── READING TEXT ──
The foregoing descriptions of the Securities Purchase Agreements and the Pre-Funded Warrants do not purport to be complete and are qualified in their entirety by reference to the full text of the form of each such document, which are filed as Exhibits 10.1 and 4.1 hereto, respectively, and incorporated by reference herein.
Registration Rights Agreement
Also on February 5, 2024, the Company entered into a registration rights agreement (the “Registration Rights Agreement”) with the Investors and the Directors, pursuant to which the Company agreed to register for resale the Private Placement Shares and the issuance of the shares of common stock underlying the Pre-Funded Warrants held by the Investors (the “Registrable Securities”). Under the terms of the Registration Rights Agreement, the Company has agreed to prepare and file a registration statement with the Securities and Exchange Commission to register for resale the Registrable Securities. The Company has agreed to be responsible for all fees and expenses incurred in connection with the registration of the Registrable Securities.
The Company has granted the Investors and Directors customary indemnification rights in connection with the registration statement. The Investors and Directors have also granted the Company customary indemnification rights in connection with the registration statement.
The foregoing description of the Registration Rights Agreement does not purport to be complete and is qualified in its entirety by reference to the full text of the form of Registration Rights Agreement, which is filed as Exhibit 10.2 hereto and incorporated by reference herein.
───
── DATASET EXCERPTS ──
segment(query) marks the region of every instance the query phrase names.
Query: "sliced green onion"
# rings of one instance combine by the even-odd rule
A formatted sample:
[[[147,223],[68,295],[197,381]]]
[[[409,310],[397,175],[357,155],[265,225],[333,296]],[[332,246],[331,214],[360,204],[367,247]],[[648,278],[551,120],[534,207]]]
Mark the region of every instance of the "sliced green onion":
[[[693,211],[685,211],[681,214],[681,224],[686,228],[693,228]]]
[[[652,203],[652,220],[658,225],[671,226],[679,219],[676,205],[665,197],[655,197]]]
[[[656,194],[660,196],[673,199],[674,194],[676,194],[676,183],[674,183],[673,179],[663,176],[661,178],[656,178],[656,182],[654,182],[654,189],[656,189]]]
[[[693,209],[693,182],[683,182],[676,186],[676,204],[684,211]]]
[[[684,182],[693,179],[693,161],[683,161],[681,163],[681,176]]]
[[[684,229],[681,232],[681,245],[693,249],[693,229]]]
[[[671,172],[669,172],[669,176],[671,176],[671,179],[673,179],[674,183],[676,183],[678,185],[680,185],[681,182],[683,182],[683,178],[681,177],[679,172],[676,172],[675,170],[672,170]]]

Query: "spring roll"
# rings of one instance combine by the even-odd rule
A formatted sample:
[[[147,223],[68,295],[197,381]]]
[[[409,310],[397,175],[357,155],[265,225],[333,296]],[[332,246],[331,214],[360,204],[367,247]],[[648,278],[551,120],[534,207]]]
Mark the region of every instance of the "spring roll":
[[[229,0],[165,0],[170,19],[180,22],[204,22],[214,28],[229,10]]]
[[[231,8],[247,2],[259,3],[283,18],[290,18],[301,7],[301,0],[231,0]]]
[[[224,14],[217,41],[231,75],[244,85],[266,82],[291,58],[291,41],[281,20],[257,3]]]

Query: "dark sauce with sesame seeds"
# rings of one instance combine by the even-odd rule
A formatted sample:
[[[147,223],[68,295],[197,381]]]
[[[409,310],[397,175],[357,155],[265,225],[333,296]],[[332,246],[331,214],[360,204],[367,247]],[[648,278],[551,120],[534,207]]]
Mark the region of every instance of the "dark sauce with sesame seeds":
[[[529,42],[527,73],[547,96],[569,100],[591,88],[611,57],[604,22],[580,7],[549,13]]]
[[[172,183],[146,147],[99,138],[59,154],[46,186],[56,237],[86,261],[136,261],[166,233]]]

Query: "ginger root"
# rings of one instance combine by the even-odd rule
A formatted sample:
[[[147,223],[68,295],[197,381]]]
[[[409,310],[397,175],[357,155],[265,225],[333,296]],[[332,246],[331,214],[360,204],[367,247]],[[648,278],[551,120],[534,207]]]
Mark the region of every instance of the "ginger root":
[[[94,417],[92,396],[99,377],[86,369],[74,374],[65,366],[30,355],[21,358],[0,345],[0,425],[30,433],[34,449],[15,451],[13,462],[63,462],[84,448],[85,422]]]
───
--- OBJECTIVE ---
Carry on the securities filing text about the registration rights agreement, starting right after its last sentence. You can set the data aside; it isn't needed.

--- RESULT FOR THIS TASK ---
Item 3.02 | Unregistered Sales of Equity Securities. |
The information contained above in Item 1.01 relating to the Private Placements is hereby incorporated by reference into this Item 3.02. Based in part upon the representations of the Investors in the Securities Purchase Agreement, the offering and sale of the securities will be made in reliance on the exemption afforded by Regulation D under the Securities Act of 1933, as amended (the “Securities Act”), and corresponding provisions of state securities or “blue sky” laws. The securities issued in the Private Placements will not be registered under the Securities Act or any state securities laws and may not be offered or sold in the United States absent registration with the SEC or an applicable exemption from the registration requirements. The sale of the securities in the Private Placements will not involve a public offering and will be made without general solicitation or general advertising. The Investors represented that they are accredited investors, as such term is defined in Rule 501(a) of Regulation D under the Securities Act, and that they are acquiring the securities for investment purposes only and not with a view to any resale, distribution or other disposition of the securities in violation of the U.S. federal securities laws.
Neither this Current Report on Form 8-K nor any exhibit attached hereto is an offer to sell or the solicitation of an offer to buy shares of common stock or other securities of the Company.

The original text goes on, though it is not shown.